═════ Passage provided

# Help - Briggs 192437



## 1kevinm (Nov 25, 2006)

Help, I have a Briggs 8HP engine (192437-1125-E1) that was used while low on oil yesterday. The engine was shut off, oil was added, and the engine would turn by pulling on the pull rope (but not easily), but the starter could not turn it over. It was not started after the addition of the oil.

It was allowed to sit over night, and now the engine will not turn at all (seized).

Any thoughts, am I screwed? The engine only has maybe 10 hours of total use on it. What should I do next? 

Thanks for the advice,
Kevin


----------



## madmanmoose (Aug 26, 2006)

take the sparkplug out and the engine shroud off. spark oil lub in sparkplug hole and turn engine over with a socket on the flywheel you might be ok and you may need a rebuilt. if you get it to turn keep turnning slowly till it turns free no stickin.


----------



## 1kevinm (Nov 25, 2006)

Thanks - I've added some cleaner to the sparkplug hole, and am now able to turn the crankshaft. Not easily though - should I just let the cleaner sit, or should I rotate the crankshaft (I did this for awhile, but didn't seem to be getting easier.

Thanks,
Kevin


----------



## madmanmoose (Aug 26, 2006)

use an oil based spray for lube not an either base you want to lube as u turn 
if it has an electric starter after freed up a little you can crank engine with plug out and spray lube then replace pug and start if starts it will smoke with the lube spary.
the rings need to warm up to reseat.
if your lucky you dont need a rebuild


----------



## bugman (Aug 12, 2004)

Any warranty? Where was it bought from? could sneak it by warranty....


----------



## 1kevinm (Nov 25, 2006)

Unfortunately, the warranty is long expired. It's on a Troy-Bilt chipper/vac from around '95. I bought it used it one season and then we moved to a house that we didn't need it. So, I didn't use it much. We've now moved again into a house that we definetely need it. 

This morning I sprayed WD-40 into the spark plug hole. Letting it soak now.


----------



## bobotech (Oct 6, 2006)

Try to see if you can bring the piston to the bottom of the combustion chamber. Might help in getting WD-40 soaked over the entire combustion chamber.


----------



## 1kevinm (Nov 25, 2006)

══════════
═════ Data supplied

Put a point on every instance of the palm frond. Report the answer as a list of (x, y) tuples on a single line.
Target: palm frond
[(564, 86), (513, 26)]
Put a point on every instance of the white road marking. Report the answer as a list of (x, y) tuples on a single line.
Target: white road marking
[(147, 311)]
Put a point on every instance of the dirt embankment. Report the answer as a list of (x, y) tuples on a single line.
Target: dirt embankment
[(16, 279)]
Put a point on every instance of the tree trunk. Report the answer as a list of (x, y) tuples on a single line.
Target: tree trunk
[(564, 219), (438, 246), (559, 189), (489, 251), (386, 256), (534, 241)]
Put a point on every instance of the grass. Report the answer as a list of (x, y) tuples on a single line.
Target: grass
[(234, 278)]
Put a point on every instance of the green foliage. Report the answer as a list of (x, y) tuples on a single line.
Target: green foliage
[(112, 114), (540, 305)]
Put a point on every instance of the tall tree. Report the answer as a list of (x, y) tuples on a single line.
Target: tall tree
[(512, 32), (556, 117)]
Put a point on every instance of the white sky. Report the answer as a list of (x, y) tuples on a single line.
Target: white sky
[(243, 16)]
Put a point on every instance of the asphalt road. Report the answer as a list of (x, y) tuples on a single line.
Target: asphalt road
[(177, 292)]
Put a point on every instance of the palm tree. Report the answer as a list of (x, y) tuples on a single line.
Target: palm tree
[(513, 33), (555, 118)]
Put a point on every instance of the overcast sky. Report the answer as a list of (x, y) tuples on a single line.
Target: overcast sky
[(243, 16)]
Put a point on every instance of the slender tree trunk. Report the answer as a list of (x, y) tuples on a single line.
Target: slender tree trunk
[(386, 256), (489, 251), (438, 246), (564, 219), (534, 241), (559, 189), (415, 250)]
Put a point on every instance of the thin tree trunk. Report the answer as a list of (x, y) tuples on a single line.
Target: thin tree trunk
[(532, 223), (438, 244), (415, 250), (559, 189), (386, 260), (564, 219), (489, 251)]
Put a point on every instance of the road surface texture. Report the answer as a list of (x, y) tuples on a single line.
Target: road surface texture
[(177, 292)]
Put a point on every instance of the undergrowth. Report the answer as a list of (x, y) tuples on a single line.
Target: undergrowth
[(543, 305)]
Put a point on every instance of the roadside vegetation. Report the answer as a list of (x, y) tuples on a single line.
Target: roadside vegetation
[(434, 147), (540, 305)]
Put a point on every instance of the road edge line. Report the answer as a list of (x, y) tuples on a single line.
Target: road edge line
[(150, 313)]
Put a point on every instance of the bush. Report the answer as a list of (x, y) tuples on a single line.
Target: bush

══════════

= Written exercise A =
From the Briggs engine thread, reproduce the part that opens with the words containing "# Help - Briggs" and closes with "of the oil.", switching "pull rope" to "recoil cord".
= Written exercise B =
List every username that appears as a poster in the Briggs engine thread.
= Written exercise C =
Answer these questions from the Briggs engine thread:
(i) How many hours of total use does 1kevinm estimate the engine has?
(ii) What machine is the engine on?
(iii) What did 1kevinm spray into the spark plug hole in the morning?

= Reply A =
# Help - Briggs 192437



## 1kevinm (Nov 25, 2006)

Help, I have a Briggs 8HP engine (192437-1125-E1) that was used while low on oil yesterday. The engine was shut off, oil was added, and the engine would turn by pulling on the recoil cord (but not easily), but the starter could not turn it over. It was not started after the addition of the oil.

= Reply B =
1kevinm
madmanmoose
bugman
bobotech

= Reply C =
(i) Maybe 10 hours.
(ii) A Troy-Bilt chipper/vac from around '95.
(iii) WD-40.